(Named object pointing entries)
※

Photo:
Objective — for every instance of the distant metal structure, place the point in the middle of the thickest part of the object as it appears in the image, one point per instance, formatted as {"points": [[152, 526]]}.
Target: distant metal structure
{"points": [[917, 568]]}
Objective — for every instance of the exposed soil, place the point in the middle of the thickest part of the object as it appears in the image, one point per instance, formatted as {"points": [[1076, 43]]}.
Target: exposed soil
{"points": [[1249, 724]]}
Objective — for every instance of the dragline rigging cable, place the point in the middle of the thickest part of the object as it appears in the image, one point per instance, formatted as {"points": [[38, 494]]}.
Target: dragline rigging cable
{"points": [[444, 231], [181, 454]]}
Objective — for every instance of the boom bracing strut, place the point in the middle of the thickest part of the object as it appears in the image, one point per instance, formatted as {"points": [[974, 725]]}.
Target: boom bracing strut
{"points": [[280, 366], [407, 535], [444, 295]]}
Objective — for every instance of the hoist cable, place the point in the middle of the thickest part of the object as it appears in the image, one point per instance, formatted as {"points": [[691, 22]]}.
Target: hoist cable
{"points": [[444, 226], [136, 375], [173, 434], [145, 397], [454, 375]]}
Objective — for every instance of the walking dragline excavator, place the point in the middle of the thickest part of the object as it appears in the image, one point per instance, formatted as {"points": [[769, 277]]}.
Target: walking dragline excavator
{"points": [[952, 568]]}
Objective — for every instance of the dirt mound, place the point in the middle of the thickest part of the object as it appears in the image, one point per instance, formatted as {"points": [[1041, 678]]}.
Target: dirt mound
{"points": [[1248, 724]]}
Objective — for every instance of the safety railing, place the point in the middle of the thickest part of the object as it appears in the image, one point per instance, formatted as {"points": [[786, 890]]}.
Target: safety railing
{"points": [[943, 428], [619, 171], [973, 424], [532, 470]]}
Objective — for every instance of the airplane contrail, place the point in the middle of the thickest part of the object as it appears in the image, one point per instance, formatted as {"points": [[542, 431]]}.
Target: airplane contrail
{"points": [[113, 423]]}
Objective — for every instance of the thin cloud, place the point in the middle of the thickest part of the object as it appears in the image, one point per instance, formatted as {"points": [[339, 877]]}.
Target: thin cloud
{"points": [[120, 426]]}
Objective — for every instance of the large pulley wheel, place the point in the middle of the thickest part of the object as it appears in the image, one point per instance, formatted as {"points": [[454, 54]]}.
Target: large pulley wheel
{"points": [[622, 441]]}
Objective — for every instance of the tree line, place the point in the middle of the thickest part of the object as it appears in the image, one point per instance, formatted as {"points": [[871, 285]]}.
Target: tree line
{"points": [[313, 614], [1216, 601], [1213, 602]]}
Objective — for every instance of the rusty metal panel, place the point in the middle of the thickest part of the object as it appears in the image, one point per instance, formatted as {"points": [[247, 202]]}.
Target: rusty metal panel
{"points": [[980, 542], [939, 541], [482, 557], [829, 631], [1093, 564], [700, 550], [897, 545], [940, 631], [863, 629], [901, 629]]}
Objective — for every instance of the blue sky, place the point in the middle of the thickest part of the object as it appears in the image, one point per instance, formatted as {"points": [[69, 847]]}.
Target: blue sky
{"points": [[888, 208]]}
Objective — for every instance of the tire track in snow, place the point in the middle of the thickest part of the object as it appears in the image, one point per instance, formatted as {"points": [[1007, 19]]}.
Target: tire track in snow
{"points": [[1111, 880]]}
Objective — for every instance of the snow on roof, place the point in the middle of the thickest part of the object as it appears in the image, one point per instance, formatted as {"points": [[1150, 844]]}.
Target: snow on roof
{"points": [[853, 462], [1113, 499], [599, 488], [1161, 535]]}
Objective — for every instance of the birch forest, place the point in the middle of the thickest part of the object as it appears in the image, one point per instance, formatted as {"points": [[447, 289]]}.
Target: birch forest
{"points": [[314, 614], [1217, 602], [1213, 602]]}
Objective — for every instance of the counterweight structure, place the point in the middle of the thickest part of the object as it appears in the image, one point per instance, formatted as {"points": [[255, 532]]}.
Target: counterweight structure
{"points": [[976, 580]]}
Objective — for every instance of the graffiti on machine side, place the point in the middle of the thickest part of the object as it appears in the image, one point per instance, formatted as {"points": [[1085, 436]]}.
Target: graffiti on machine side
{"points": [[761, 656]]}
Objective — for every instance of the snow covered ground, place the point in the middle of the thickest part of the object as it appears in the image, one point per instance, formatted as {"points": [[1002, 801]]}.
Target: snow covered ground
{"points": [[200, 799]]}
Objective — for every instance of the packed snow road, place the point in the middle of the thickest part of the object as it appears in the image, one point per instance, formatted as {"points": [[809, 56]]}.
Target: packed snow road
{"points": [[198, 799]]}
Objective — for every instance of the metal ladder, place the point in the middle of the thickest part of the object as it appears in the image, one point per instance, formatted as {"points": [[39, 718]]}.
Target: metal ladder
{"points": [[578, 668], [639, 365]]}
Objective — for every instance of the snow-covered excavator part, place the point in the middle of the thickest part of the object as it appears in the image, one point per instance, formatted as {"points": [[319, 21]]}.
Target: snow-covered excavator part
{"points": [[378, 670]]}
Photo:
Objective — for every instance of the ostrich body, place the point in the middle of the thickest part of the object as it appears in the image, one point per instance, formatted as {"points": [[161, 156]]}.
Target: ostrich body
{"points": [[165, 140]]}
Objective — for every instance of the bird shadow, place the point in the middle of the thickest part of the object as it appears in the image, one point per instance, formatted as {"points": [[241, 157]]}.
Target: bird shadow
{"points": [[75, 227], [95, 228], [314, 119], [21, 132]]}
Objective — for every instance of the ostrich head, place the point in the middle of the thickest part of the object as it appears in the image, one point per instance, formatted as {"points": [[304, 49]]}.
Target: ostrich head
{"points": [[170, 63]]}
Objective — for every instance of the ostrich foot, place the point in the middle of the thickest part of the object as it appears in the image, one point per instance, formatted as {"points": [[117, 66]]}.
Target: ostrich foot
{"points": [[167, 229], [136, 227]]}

※

### [TASK DETAILS]
Exact copies of all the records are required.

### [COMPLETE ANSWER]
Photo:
Objective — for every instance of the distant metal structure, place the point in the middle of the thickest part of the object as it appears in the image, one point per instance, formatted as {"points": [[152, 526]]}.
Target: distant metal structure
{"points": [[917, 568]]}
Objective — for every instance of the exposed soil, place the point in the middle of the thickest part of the object as it appears in the image, one point per instance, formatted as {"points": [[1076, 43]]}.
Target: exposed soil
{"points": [[1249, 724]]}
Objective — for every instance of the dragline rigging cable, place the point in the middle of the thickest part of the object as it appears in the image, one point per instance, formatted as {"points": [[38, 494]]}.
Target: dragline rigging cable
{"points": [[444, 231], [181, 454]]}
Objective — for every instance of the boom bracing strut, place the point in the middle of the thickest part of the object as it appears in the image, one point per instance, formatted as {"points": [[974, 725]]}.
Target: boom bracing strut
{"points": [[280, 366], [407, 535], [444, 295]]}
Objective — for every instance of the hoist cable, place the point in the middle of the thickest part of the object as it appears in the image, one point per instance, formatted as {"points": [[691, 22]]}.
Target: hoist cable
{"points": [[444, 226], [136, 375], [173, 434], [145, 397], [454, 375]]}
Objective — for every instance of the walking dragline excavator, place the point in the middle of the thickest part of the object as it appears in the image, one point per instance, formatted as {"points": [[769, 277]]}.
Target: walking dragline excavator
{"points": [[952, 568]]}
Objective — for every instance of the dirt mound, place the point in the middle of the thickest part of the object as it appears in the image, one point per instance, formatted as {"points": [[1041, 678]]}.
Target: dirt mound
{"points": [[1248, 724]]}
Objective — for every instance of the safety railing, place the point in the middle of the thickest part of the object as it appears in the image, one point per instance, formatted as {"points": [[786, 890]]}.
Target: safety railing
{"points": [[943, 428], [619, 171], [973, 424], [532, 470]]}
Objective — for every instance of the airplane contrail, place the point in the middle of the thickest part of the object as it appears in the image, one point per instance, formatted as {"points": [[542, 431]]}.
Target: airplane contrail
{"points": [[113, 423]]}
Objective — for every instance of the thin cloud, place the point in the middle of the thickest part of the object as it appears in the image, one point per instance, formatted as {"points": [[339, 877]]}.
Target: thin cloud
{"points": [[120, 426]]}
Objective — for every instance of the large pulley wheel, place the point in the middle of the thickest part of the object as it appears in the image, one point per instance, formatted as {"points": [[454, 54]]}.
Target: large pulley wheel
{"points": [[622, 441]]}
Objective — for every instance of the tree line, place the point in the middle of the thickest part of the object as it appears in the image, one point per instance, formatted as {"points": [[871, 285]]}.
Target: tree line
{"points": [[313, 614], [1216, 601], [1213, 602]]}
Objective — for every instance of the rusty metal panel, place the point in the middle of the thickest part of the object as it appears in the image, one point per instance, formatted as {"points": [[247, 202]]}.
Target: rusty metal panel
{"points": [[980, 542], [939, 541], [482, 557], [829, 631], [1093, 564], [700, 550], [897, 545], [940, 631], [863, 629], [901, 629]]}
Objective — for every instance of the blue sky, place the point in the middle of the thickest part of the object as it appears in the image, one point per instance, formatted as {"points": [[69, 847]]}.
Target: blue sky
{"points": [[888, 208]]}
Objective — for every instance of the tire track in snow, place the point in the middle of the thickest part of the object as it appears in the image, one point per instance, formatted as {"points": [[1007, 19]]}.
Target: tire track in snow
{"points": [[1111, 880]]}
Objective — for every instance of the snow on roof, place the point in the middle of the thickest part of the object as it appears in the image, one point per instance, formatted as {"points": [[1150, 844]]}.
Target: snow on roof
{"points": [[853, 462], [1113, 499], [599, 488], [1161, 535]]}
Objective — for every instance of the birch forest, place the point in the middle of the thickest part of the object as it appears in the image, one point per instance, formatted as {"points": [[447, 289]]}.
Target: birch forest
{"points": [[314, 614], [1217, 602], [1213, 602]]}
Objective — for every instance of the counterweight structure, place the point in the middle of the thickest part of the object as it appears in the image, one point per instance, formatted as {"points": [[255, 532]]}.
Target: counterweight structure
{"points": [[976, 580]]}
Objective — for every instance of the graffiti on machine side, place the point in the middle of the thickest part of the object as it appears in the image, one point per instance, formatted as {"points": [[1085, 436]]}.
Target: graffiti on machine side
{"points": [[761, 656]]}
Objective — for every instance of the snow covered ground, place the point in the middle of the thickest part of the object as it appears in the image, one point per instance, formatted as {"points": [[1002, 801]]}.
Target: snow covered ground
{"points": [[200, 799]]}
Objective — for every instance of the packed snow road, place the point in the middle of the thickest part of the object as it appears in the image, one point per instance, formatted as {"points": [[809, 56]]}.
Target: packed snow road
{"points": [[198, 799]]}
Objective — for every instance of the metal ladder, place the point in the middle of the thickest part of the object as it appears in the image, one point per instance, formatted as {"points": [[39, 718]]}.
Target: metal ladder
{"points": [[578, 668], [639, 365]]}
Objective — for every instance of the snow-covered excavator part, place the point in the middle of the thickest part of the object as it appears in the image, one point per instance, formatted as {"points": [[319, 21]]}.
Target: snow-covered excavator part
{"points": [[378, 670]]}
Photo:
Objective — for every instance of the ostrich body, place the point in the middle of the thickest part of the object as it appears in the image, one point per instance, formatted as {"points": [[161, 156]]}.
Target: ostrich body
{"points": [[165, 140]]}
Objective — for every instance of the bird shadow, place the point in the middle of the thickest part of the object as it appears in the image, one point per instance, formatted as {"points": [[241, 157]]}.
Target: bird shadow
{"points": [[75, 227], [95, 228], [314, 119], [21, 132]]}
Objective — for every instance of the ostrich head, place the point in the middle of the thickest part of the object as it appears in the image, one point per instance, formatted as {"points": [[304, 49]]}.
Target: ostrich head
{"points": [[170, 63]]}
Objective — for every instance of the ostrich foot, place the point in the middle of the thickest part of the object as it appears in the image, one point per instance, formatted as {"points": [[117, 66]]}.
Target: ostrich foot
{"points": [[167, 229], [136, 227]]}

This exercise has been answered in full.